Text under study
▬▬▬

Read more about this study in Nature Neuroscience
A pair of small almond-shaped structures called the amygdalae are often said to be the human brain’s “fear centers.” Many experiments have shown their involvement in the fear response—a complex series of biological processes that are set in motion when we are, for instance, startled or perceive a threat in our environment. Disorders involving the fear response include post-traumatic stress disorder (PTSD), where fear is experienced in the absence of an immediate threat (often via the involuntary recall of traumatic memories).
But how are fear memories stored and in which nerve cells, exactly? These questions were central to research published this week in Nature Neuroscience, conducted by a team at Cold Spring Harbor Laboratory on Long Island, led by NARSAD Young Investigator Grantee Bo Li, Ph.D. and including NARSAD Distinguished Investigator Grantee Z. Josh Huang, Ph.D. and NARSAD Young Investigator Grantee Hiroki Taniguchi, Ph.D.
By training mice to respond in Pavlovian fashion to fear cues, and using technology called optogenetics first introduced by Foundation Scientific Council Member Karl Deisseroth, M.D., Ph.D. — which makes it possible to switch individually selected neurons “on” and “off” with beams of colored laser light—the scientists were able to pick apart the process by which stored fear memories are “read out” and translated into physiological fear responses.
Li’s group found that fear conditioning induced changes in the central amygdala, in the release of neurotransmitters in excitatory synapses that connect with inhibitory neurons—neurons that suppress the activity of other neurons. These changes in the strength of neuronal connections are known as synaptic plasticity. Particularly important, they discovered, were somatostatin-positive (SOM+) neurons. Somatostatin is a hormone that affects neurotransmitter release. Li and colleagues found that fear-memory formation was impaired when they prevented activation of SOM+ neurons.
SOM+ neurons are necessary for recall of fear memories, the team also found. Indeed, the activity of these neurons alone proved sufficient to drive fear responses. The team’s work demonstrates that the central amygdala is an active component in fear, and is driven by input from the lateral amygdala, to which it is connected. These discoveries support the team’s longer term goal of discovering points of intervention for new therapeutics.

▬▬▬

Provided records
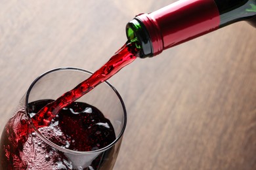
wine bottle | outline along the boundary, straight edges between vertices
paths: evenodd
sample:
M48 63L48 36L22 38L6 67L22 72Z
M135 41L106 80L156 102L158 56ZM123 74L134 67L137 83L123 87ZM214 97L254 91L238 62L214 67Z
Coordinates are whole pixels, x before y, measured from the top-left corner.
M128 39L140 48L140 58L238 21L256 27L256 0L180 0L148 14L140 14L126 26Z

▬▬▬

Questions
1. For each statement below, answer yes or no according to the article on fear memories, and quote the words from it that settle the answer.
(a) The research was carried out by a team at Cold Spring Harbor Laboratory.
(b) Fear-memory formation improved when activation of SOM+ neurons was prevented.
(c) The central amygdala is driven by input from the lateral amygdala.
2. Reproduce word for word everything in the article on fear memories from "By training mice" down to "physiological fear responses.".

Task-by-task solutions
1.
(a) Yes: "conducted by a team at Cold Spring Harbor Laboratory on Long Island"
(b) No: "fear-memory formation was impaired when they prevented activation of SOM+ neurons"
(c) Yes: "is driven by input from the lateral amygdala, to which it is connected"

2.
By training mice to respond in Pavlovian fashion to fear cues, and using technology called optogenetics first introduced by Foundation Scientific Council Member Karl Deisseroth, M.D., Ph.D. — which makes it possible to switch individually selected neurons “on” and “off” with beams of colored laser light—the scientists were able to pick apart the process by which stored fear memories are “read out” and translated into physiological fear responses.